— Start Available records —

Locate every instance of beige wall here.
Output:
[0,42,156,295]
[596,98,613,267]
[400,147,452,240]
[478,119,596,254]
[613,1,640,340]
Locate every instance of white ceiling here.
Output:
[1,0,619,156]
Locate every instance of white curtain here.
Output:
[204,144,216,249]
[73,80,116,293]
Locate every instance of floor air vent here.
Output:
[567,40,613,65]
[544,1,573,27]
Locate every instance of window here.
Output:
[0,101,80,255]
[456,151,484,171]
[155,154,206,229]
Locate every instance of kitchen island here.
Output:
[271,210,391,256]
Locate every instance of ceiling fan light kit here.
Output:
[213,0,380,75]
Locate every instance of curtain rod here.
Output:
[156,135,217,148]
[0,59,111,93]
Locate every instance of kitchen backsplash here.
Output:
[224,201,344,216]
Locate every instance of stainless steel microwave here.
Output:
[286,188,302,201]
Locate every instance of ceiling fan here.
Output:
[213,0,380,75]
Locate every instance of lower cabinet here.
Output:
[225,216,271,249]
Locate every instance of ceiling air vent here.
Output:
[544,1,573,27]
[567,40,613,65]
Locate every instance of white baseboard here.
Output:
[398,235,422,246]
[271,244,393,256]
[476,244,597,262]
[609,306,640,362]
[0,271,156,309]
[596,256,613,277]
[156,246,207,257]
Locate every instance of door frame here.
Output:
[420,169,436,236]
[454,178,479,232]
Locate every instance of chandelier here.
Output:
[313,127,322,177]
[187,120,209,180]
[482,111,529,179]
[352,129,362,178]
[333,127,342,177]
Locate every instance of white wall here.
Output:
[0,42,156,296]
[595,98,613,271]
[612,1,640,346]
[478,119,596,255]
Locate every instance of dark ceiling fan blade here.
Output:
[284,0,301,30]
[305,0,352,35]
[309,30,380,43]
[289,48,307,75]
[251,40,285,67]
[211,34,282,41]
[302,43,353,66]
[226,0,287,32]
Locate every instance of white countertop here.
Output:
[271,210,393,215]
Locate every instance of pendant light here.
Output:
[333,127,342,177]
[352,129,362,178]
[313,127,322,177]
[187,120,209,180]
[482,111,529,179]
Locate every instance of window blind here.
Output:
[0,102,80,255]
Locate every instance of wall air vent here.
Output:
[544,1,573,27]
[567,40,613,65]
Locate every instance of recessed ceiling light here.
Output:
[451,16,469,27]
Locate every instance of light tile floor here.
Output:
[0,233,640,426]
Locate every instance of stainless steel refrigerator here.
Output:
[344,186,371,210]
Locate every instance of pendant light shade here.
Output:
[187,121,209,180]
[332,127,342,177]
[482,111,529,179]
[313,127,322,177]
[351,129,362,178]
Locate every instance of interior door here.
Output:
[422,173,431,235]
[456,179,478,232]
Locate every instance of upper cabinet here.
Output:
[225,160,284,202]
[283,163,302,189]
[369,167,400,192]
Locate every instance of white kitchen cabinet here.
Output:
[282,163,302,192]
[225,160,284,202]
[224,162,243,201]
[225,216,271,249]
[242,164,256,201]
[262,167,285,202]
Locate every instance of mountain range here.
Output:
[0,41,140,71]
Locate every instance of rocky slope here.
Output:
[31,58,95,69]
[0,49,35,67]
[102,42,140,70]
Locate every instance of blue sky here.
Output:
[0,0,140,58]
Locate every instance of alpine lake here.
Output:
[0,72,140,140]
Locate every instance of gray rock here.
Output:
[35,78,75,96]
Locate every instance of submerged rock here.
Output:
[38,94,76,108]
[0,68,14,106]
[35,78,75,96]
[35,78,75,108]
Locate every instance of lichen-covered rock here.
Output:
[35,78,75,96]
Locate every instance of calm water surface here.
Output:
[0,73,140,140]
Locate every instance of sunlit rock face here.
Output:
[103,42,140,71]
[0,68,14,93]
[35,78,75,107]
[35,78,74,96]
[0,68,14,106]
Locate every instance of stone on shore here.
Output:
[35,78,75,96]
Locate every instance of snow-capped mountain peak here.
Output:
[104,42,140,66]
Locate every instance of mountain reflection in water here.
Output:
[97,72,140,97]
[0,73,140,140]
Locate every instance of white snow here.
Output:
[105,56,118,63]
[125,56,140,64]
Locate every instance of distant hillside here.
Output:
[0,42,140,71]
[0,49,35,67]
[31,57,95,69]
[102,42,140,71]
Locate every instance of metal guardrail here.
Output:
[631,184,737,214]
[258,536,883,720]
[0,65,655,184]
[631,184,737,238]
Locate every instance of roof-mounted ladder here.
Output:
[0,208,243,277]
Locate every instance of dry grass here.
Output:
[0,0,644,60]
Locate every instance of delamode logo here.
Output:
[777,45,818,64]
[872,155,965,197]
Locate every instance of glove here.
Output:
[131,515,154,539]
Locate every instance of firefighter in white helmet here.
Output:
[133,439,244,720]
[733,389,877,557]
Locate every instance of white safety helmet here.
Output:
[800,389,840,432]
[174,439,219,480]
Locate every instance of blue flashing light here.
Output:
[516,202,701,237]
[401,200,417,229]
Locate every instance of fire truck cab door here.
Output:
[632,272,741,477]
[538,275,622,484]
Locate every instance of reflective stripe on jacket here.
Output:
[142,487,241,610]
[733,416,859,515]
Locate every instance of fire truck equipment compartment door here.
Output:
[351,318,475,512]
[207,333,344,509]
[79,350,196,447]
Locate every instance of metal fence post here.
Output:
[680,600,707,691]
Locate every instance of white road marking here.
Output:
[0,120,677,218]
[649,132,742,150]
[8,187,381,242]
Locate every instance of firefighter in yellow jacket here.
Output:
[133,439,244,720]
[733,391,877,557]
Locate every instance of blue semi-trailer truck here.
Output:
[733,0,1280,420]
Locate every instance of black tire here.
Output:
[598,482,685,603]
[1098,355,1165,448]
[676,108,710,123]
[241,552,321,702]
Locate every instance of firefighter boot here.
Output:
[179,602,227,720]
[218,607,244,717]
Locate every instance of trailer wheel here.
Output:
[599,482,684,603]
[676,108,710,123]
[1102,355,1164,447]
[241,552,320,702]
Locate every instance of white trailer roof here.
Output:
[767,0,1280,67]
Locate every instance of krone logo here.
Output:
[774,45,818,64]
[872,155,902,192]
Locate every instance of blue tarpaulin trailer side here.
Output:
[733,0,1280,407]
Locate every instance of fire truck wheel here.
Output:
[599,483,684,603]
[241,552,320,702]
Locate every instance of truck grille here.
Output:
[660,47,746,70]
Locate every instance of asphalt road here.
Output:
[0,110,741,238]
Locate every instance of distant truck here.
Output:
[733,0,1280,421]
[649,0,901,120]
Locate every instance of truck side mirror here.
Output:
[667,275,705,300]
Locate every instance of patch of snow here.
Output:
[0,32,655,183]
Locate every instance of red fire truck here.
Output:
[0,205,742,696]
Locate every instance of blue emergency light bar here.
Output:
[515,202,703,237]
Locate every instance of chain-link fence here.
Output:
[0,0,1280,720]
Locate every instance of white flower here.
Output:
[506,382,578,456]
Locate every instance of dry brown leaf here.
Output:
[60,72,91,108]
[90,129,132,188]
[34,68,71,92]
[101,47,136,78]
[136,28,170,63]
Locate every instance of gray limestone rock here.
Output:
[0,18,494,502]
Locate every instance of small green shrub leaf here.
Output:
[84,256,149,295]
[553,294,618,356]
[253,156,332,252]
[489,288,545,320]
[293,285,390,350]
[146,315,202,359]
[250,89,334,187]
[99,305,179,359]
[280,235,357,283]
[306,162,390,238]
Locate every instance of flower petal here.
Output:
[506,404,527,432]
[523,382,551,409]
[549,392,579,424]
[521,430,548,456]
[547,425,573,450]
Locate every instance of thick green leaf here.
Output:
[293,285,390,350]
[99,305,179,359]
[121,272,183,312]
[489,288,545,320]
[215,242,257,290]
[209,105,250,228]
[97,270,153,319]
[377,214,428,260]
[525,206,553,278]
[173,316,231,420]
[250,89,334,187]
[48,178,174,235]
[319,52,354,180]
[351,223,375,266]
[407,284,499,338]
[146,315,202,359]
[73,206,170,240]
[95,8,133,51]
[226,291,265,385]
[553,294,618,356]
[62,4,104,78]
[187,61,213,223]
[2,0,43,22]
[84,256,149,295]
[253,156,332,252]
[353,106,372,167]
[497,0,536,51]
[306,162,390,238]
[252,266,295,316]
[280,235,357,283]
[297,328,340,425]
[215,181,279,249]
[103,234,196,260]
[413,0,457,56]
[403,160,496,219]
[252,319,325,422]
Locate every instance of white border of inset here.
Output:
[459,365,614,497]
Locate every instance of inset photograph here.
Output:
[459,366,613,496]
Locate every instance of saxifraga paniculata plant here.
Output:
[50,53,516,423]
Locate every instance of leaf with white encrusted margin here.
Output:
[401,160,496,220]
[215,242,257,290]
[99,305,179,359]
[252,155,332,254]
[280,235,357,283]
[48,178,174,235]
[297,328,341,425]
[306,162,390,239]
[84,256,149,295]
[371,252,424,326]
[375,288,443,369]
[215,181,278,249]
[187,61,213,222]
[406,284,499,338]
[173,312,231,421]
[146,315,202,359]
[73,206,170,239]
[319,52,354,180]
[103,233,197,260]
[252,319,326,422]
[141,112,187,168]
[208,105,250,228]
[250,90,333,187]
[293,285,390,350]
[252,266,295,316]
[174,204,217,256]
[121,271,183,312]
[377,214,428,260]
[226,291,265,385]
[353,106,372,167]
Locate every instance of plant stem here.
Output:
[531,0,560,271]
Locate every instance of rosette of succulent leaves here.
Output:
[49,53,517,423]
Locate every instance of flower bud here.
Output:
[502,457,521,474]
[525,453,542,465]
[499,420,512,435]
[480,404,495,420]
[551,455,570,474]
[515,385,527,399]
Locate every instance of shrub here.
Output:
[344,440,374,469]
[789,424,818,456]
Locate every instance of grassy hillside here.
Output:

— End Available records —

Directions for this task: Starting with the first line of the records and going on through the line with "[73,80,116,293]", write those lines out again, requests included, and shift every bounding-box coordinate in the answers up by 114.

Correct answer:
Locate every instance of beige wall here.
Output:
[114,156,270,409]
[710,212,727,381]
[514,261,566,354]
[592,233,710,368]
[727,115,754,454]
Locate every instance of white ceiling here.
Output:
[115,114,733,270]
Locate every instance of white curtain here.
Output:
[318,258,330,363]
[187,194,230,407]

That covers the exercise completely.